----- RECORDS FOR THE EXERCISE

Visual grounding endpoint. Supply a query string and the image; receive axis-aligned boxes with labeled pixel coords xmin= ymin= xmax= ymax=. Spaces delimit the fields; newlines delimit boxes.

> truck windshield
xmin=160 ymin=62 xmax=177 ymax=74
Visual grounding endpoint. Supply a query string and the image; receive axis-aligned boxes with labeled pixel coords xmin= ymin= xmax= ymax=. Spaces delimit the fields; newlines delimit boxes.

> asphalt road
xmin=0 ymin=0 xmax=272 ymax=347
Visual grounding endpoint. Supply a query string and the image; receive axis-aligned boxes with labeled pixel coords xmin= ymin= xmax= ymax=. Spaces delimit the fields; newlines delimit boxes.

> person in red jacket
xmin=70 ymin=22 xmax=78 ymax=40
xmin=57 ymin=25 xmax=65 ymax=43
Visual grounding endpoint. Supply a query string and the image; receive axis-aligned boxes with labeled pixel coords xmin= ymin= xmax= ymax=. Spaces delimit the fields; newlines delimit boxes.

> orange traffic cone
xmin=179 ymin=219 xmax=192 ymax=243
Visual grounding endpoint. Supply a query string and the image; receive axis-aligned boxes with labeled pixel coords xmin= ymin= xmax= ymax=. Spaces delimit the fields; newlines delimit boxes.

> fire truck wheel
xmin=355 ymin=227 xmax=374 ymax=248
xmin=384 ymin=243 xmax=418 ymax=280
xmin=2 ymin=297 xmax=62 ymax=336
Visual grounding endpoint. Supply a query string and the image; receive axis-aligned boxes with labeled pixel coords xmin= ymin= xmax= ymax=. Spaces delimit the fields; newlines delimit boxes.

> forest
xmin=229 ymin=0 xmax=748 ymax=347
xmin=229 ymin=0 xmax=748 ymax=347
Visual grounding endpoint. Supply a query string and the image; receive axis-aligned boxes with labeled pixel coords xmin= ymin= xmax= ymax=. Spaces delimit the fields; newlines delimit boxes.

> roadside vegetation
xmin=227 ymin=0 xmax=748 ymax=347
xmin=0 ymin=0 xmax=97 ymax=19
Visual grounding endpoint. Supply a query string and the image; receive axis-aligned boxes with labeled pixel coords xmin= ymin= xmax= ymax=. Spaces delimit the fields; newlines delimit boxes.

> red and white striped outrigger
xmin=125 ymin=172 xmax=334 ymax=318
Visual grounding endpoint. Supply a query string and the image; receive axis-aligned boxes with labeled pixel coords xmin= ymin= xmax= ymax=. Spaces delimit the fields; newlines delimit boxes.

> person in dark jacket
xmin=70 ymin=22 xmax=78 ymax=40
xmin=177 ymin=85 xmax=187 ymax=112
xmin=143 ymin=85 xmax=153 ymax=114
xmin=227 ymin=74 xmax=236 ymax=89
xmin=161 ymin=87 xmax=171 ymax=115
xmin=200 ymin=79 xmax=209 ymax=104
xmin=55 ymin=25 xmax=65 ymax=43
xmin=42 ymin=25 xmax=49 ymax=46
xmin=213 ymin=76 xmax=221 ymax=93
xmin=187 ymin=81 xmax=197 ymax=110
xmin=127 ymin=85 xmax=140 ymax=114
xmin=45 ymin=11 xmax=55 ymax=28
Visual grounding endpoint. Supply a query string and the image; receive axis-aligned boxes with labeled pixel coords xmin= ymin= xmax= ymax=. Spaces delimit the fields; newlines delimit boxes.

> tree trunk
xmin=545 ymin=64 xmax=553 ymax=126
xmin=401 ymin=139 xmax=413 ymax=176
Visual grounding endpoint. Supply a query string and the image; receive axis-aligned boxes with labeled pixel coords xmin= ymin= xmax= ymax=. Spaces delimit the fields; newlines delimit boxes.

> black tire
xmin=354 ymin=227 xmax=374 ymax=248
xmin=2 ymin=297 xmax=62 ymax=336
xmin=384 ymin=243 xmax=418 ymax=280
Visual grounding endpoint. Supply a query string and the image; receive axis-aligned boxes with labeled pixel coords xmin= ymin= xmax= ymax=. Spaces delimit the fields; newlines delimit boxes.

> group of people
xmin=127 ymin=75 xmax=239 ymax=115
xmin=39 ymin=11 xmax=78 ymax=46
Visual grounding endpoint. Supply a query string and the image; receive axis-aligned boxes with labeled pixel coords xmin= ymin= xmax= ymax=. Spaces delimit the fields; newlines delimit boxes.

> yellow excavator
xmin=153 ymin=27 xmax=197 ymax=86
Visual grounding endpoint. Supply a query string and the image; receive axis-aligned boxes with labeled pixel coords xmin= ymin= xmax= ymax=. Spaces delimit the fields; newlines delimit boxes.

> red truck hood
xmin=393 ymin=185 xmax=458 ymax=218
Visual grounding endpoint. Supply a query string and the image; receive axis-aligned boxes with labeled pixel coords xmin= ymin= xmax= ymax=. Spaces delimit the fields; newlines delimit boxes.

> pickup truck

----------

▶ [SHORT TASK]:
Copy out these lines word for word.

▶ [OUTPUT FOR THIS TASK]:
Visual grounding endpoint. Supply a query string and the image; receive axis-aligned boxes with labeled pixel coords xmin= ymin= xmax= ymax=. Spaces delimit the fields; newlines delimit boxes.

> truck windshield
xmin=160 ymin=62 xmax=177 ymax=74
Visual grounding endpoint. Supply a query string and the image; receive axis-aligned boxes with labeled pixel coords xmin= ymin= xmax= ymax=. Spaces delimit the fields; newlines delimit boxes.

> asphalt road
xmin=0 ymin=0 xmax=272 ymax=347
Visual grounding endpoint. Supply a query string and the image; receive axis-aligned boxes with labeled pixel coords xmin= ymin= xmax= ymax=. Spaces delimit the fields; newlines delimit boxes.

> person in red jacket
xmin=70 ymin=22 xmax=78 ymax=40
xmin=57 ymin=25 xmax=65 ymax=43
Visual grounding endpoint. Supply a query string and the image; receive axis-aligned boxes with labeled pixel coords xmin= ymin= xmax= ymax=. Spaces delimit the fields; newlines delimit boxes.

> orange traffic cone
xmin=179 ymin=219 xmax=192 ymax=243
Visual grounding endpoint. Supply a query string and the image; receive axis-aligned boxes with labeled pixel coords xmin= ymin= xmax= ymax=. Spaces delimit the fields; newlines delimit boxes.

> fire truck wheel
xmin=355 ymin=227 xmax=374 ymax=248
xmin=384 ymin=243 xmax=418 ymax=280
xmin=2 ymin=297 xmax=62 ymax=336
Visual grounding endpoint. Supply a query string and the image; receive axis-aligned boxes with labeled pixel coords xmin= ymin= xmax= ymax=. Spaces delimit the fields; newlines delimit boxes.

> forest
xmin=229 ymin=0 xmax=748 ymax=347
xmin=229 ymin=0 xmax=748 ymax=347
Visual grounding endpoint. Supply a query string and the image; receive axis-aligned boxes with labeled pixel coords xmin= ymin= xmax= ymax=. Spaces delimit the fields; newlines delimit boxes.

> roadside vegetation
xmin=227 ymin=0 xmax=748 ymax=347
xmin=0 ymin=0 xmax=97 ymax=19
Visual grounding endpoint. Supply a query string and the image; receive axis-aligned boxes with labeled pixel coords xmin= ymin= xmax= ymax=. Spaces delimit the fields; newlines delimit boxes.

> red and white striped outrigger
xmin=125 ymin=172 xmax=334 ymax=318
Visual grounding endpoint. Supply a query string and the image; receive axis-aligned boxes with labeled pixel coords xmin= ymin= xmax= ymax=. Spaces delimit the fields; newlines delimit boxes.

> person in dark jacket
xmin=70 ymin=22 xmax=78 ymax=40
xmin=177 ymin=85 xmax=187 ymax=112
xmin=143 ymin=85 xmax=153 ymax=114
xmin=227 ymin=74 xmax=236 ymax=89
xmin=161 ymin=87 xmax=171 ymax=115
xmin=200 ymin=79 xmax=209 ymax=104
xmin=55 ymin=25 xmax=65 ymax=43
xmin=42 ymin=25 xmax=49 ymax=46
xmin=213 ymin=76 xmax=221 ymax=93
xmin=187 ymin=81 xmax=197 ymax=110
xmin=127 ymin=85 xmax=140 ymax=114
xmin=45 ymin=11 xmax=55 ymax=28
Visual grounding endpoint. Supply a query string and the image; receive axis-aligned boxes with labeled pixel coords xmin= ymin= xmax= ymax=. Spaces delimit the fields; newlines delimit boxes.

> tree trunk
xmin=545 ymin=64 xmax=553 ymax=126
xmin=401 ymin=139 xmax=413 ymax=176
Visual grounding endpoint. Supply a query string and the image; receive axis-aligned boxes with labeled pixel coords xmin= ymin= xmax= ymax=. Spaces delimit the fields; newlines delimit boxes.

> black tire
xmin=354 ymin=227 xmax=374 ymax=248
xmin=2 ymin=297 xmax=62 ymax=336
xmin=384 ymin=243 xmax=418 ymax=280
Visual grounding endpoint. Supply a query string and the image; receive axis-aligned boxes with labeled pixel coords xmin= ymin= xmax= ymax=. Spaces delimit the fields; newlines delimit boxes.

> group of people
xmin=127 ymin=75 xmax=239 ymax=115
xmin=39 ymin=11 xmax=78 ymax=46
Visual grounding endpoint. Supply a query string and the image; receive axis-aligned boxes with labeled pixel coords xmin= ymin= xmax= ymax=. Spaces delimit the fields; newlines delimit boxes.

> yellow excavator
xmin=153 ymin=27 xmax=197 ymax=86
Visual grounding endpoint. Supply a query string and the image; receive axis-aligned boxes with labeled pixel coords xmin= ymin= xmax= ymax=. Spaces delimit the fields; newlines delimit boxes.

> red truck hood
xmin=393 ymin=185 xmax=458 ymax=218
Visual grounding endpoint. Supply a query string and the image; receive axis-aligned boxes with labeled pixel coords xmin= ymin= xmax= ymax=. Spaces delimit the fields; newlines delimit boxes.

> pickup truck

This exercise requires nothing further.